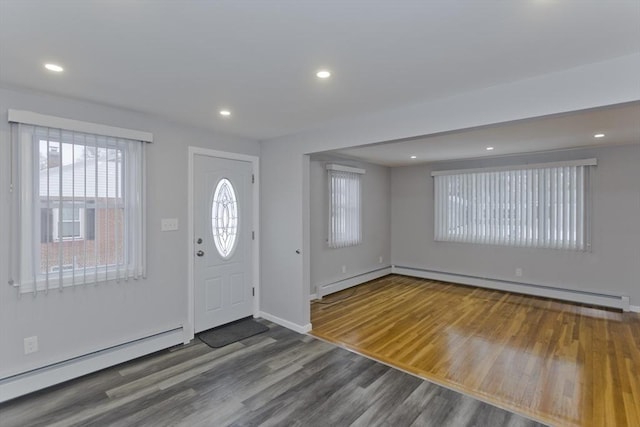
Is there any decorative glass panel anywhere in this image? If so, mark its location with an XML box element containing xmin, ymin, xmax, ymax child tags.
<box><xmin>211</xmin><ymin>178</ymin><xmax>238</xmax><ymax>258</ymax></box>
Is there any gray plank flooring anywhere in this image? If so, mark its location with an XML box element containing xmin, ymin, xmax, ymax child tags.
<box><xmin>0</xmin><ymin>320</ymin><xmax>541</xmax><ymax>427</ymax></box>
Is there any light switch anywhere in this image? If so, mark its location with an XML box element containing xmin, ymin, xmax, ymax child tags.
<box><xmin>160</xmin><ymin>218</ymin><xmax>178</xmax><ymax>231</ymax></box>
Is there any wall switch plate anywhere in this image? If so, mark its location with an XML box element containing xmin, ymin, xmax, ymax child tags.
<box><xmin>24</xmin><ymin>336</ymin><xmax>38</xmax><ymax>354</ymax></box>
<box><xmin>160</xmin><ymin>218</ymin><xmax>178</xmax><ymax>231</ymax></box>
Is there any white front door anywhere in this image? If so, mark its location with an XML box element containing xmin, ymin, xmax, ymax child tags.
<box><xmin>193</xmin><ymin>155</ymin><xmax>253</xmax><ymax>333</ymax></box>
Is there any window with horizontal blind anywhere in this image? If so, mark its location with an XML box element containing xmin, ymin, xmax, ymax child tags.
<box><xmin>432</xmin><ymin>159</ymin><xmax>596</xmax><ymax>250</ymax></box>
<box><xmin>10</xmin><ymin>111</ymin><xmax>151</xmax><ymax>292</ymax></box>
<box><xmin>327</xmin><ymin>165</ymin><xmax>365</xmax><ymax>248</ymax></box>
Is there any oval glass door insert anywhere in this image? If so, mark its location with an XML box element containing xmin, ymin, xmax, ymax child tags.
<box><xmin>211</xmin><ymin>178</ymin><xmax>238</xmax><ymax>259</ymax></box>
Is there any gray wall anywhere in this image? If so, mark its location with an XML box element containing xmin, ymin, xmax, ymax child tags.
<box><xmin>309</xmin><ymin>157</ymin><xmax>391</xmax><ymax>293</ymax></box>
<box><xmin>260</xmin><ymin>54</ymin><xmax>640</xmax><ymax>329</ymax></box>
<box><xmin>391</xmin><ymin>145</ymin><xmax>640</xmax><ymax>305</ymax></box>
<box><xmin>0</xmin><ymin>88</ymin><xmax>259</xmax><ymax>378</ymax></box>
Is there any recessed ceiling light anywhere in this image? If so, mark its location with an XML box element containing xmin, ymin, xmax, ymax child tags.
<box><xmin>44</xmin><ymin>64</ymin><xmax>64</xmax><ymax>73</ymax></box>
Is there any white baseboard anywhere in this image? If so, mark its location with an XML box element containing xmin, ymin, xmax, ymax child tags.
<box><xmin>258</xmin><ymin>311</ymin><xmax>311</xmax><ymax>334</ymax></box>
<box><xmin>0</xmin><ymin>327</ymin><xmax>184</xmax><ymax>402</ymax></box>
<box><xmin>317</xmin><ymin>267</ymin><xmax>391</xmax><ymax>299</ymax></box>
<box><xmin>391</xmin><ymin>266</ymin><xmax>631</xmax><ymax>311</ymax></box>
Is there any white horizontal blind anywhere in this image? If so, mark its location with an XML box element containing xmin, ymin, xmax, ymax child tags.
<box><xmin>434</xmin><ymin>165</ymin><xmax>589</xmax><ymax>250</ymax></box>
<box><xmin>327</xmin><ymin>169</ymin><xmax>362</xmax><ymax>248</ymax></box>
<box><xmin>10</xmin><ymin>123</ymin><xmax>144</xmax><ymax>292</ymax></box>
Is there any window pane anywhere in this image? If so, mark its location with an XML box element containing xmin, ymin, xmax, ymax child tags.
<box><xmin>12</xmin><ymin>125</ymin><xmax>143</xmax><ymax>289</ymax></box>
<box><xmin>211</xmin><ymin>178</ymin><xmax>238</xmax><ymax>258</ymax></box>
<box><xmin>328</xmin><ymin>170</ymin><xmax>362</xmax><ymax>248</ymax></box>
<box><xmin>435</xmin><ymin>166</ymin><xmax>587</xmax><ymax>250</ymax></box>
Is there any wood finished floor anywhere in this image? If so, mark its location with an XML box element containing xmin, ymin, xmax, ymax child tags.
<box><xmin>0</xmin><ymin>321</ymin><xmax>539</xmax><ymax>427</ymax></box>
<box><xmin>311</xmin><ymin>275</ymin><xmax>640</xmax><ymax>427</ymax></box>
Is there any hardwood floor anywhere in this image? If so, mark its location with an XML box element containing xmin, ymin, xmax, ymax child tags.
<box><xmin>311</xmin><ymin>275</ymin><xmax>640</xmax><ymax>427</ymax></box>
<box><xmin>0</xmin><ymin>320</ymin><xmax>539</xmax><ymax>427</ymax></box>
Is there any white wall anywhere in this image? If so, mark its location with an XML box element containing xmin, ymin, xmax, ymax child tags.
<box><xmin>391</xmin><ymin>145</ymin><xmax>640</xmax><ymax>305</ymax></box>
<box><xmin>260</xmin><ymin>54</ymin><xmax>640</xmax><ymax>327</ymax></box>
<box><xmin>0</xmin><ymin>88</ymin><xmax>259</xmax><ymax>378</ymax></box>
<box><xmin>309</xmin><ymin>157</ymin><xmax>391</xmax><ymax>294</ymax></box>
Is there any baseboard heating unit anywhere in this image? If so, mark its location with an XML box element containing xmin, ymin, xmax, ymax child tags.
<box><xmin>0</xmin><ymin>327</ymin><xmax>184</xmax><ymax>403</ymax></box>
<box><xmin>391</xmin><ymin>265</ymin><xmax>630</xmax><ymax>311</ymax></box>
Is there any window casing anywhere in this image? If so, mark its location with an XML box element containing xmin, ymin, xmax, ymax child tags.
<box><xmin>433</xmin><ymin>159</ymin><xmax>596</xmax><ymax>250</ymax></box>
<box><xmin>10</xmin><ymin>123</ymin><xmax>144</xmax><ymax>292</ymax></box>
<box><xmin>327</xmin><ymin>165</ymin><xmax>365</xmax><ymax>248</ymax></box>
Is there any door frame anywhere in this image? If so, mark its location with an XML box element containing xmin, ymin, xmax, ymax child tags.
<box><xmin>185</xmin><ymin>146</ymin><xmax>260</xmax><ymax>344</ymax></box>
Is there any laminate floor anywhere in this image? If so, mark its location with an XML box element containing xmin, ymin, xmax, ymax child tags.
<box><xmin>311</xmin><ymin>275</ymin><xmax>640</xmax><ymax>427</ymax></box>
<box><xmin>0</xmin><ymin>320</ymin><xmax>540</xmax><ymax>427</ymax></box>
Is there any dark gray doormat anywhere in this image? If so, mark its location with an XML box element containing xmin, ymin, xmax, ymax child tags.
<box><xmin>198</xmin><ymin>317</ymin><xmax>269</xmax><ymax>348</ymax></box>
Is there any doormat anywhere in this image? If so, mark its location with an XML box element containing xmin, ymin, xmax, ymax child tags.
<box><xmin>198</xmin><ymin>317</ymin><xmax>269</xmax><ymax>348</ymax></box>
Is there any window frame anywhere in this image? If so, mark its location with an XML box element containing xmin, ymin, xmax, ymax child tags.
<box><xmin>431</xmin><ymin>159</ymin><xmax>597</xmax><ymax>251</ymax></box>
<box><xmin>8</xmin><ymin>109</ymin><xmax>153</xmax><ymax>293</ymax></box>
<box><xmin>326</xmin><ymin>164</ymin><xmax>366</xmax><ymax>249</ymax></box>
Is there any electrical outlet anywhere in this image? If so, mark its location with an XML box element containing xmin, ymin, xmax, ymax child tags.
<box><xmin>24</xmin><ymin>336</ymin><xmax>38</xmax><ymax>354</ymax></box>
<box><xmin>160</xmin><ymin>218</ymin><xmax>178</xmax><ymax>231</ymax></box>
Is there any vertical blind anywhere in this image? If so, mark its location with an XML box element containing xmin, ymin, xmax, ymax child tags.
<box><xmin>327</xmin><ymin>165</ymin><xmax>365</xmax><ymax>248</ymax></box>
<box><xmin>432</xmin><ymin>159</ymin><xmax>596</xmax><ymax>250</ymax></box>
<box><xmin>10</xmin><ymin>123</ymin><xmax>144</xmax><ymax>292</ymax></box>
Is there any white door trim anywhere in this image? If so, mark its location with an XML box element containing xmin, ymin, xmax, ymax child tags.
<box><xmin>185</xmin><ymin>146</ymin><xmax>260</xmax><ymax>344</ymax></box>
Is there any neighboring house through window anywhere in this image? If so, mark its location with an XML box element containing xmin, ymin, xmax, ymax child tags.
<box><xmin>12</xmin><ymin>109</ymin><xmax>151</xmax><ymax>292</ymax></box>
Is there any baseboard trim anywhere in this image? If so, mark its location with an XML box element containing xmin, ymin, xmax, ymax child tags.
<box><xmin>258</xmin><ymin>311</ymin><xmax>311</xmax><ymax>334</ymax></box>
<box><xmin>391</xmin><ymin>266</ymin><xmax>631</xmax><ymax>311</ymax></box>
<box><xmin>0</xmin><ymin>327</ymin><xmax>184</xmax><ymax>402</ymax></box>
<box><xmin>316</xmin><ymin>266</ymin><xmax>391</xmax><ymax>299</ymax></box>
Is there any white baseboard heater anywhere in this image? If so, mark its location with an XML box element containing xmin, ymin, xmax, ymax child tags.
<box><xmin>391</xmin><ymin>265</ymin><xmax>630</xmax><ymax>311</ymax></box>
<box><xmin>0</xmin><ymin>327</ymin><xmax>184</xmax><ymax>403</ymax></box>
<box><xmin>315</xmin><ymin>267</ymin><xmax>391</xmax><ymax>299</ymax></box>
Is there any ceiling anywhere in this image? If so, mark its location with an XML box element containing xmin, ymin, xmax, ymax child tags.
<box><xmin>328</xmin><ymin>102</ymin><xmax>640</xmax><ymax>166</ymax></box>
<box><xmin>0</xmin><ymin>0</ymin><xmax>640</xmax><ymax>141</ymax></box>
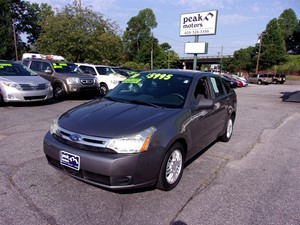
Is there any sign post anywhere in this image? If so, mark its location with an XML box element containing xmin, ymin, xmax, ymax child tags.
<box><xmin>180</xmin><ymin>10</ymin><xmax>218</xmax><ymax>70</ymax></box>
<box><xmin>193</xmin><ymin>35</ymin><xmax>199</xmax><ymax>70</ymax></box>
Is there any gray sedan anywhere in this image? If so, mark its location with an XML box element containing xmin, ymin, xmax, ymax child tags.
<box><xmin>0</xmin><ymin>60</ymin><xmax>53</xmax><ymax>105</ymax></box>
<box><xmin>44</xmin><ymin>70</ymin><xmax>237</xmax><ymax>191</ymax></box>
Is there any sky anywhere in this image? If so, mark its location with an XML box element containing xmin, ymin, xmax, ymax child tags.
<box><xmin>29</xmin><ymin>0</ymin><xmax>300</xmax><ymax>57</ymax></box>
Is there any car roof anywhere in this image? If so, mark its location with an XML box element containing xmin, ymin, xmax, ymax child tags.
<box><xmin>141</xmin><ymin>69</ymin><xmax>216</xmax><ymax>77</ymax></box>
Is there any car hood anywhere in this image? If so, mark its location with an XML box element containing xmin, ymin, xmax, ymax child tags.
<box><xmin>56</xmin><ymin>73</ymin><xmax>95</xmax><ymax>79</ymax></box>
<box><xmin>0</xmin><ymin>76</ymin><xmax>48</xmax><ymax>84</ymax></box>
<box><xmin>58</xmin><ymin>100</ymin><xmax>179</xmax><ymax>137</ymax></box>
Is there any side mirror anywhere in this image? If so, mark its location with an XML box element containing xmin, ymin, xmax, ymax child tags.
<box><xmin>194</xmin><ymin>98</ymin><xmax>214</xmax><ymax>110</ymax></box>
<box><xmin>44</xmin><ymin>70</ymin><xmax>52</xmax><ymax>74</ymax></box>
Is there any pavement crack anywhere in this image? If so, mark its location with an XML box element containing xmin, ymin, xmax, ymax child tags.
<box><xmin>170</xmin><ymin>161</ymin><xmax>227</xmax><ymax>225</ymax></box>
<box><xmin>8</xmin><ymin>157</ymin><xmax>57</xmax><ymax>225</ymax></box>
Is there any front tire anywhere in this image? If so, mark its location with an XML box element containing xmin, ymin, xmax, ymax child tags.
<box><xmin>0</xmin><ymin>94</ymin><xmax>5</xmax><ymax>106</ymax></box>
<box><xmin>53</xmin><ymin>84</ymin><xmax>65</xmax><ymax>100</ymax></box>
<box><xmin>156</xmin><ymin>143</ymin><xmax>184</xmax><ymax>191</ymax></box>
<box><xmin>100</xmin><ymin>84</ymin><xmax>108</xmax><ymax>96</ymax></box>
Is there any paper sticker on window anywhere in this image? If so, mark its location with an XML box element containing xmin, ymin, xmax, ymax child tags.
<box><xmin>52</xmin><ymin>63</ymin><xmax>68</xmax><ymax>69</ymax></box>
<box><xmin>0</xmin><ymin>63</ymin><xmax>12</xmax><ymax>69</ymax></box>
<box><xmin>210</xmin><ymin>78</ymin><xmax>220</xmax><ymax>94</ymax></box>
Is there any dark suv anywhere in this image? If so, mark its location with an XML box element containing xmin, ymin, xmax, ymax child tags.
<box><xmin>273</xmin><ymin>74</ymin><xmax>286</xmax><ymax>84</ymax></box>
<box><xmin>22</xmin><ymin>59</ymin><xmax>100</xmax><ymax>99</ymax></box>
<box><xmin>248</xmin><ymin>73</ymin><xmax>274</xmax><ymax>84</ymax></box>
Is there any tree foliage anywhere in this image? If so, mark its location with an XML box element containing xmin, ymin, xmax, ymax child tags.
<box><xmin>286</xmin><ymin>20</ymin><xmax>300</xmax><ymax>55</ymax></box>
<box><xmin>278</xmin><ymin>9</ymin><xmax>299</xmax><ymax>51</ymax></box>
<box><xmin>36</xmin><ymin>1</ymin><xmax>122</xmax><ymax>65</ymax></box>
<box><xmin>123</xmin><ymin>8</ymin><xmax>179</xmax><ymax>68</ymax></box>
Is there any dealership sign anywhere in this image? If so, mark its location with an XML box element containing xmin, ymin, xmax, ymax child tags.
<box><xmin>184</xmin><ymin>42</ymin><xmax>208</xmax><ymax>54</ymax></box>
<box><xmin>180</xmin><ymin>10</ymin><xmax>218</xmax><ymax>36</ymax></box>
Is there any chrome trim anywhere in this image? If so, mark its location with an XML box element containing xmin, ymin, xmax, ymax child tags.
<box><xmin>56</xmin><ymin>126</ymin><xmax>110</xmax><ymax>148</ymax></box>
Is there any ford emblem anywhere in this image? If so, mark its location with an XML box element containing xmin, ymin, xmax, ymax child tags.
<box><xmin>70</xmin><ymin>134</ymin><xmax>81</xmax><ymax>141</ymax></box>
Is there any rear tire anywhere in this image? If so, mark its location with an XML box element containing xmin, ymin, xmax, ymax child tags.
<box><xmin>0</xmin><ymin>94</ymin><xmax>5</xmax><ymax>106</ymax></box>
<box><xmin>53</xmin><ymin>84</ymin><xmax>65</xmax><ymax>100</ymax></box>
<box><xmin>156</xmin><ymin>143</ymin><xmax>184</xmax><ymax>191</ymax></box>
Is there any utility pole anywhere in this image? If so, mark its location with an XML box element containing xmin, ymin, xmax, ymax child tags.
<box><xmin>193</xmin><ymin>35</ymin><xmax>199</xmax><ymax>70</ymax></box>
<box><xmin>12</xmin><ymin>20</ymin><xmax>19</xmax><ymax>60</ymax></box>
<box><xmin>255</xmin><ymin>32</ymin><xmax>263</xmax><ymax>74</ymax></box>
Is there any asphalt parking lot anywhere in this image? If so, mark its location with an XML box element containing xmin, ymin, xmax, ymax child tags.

____________________

WRITTEN REQUEST.
Switch "utility pole" to "power pole" in the rows from the line with "Is there any rear" through the end of the rows, and give those lines again with nothing else changed.

ANSWER TO THE EXERCISE.
Is there any rear tire anywhere in this image? If so, mark its location with an XML box element containing xmin, ymin, xmax, ymax child tags.
<box><xmin>0</xmin><ymin>94</ymin><xmax>5</xmax><ymax>106</ymax></box>
<box><xmin>53</xmin><ymin>84</ymin><xmax>65</xmax><ymax>100</ymax></box>
<box><xmin>156</xmin><ymin>143</ymin><xmax>184</xmax><ymax>191</ymax></box>
Is there any power pole anywhere in this image? If so, mark its location with an XML box element containing xmin, ymin, xmax, ymax child tags.
<box><xmin>193</xmin><ymin>35</ymin><xmax>199</xmax><ymax>70</ymax></box>
<box><xmin>12</xmin><ymin>20</ymin><xmax>19</xmax><ymax>60</ymax></box>
<box><xmin>255</xmin><ymin>32</ymin><xmax>263</xmax><ymax>74</ymax></box>
Is there any asphalt parking lot anywhere in this image? If so, mark its location with an XML box element containing xmin, ymin, xmax, ymax child tags.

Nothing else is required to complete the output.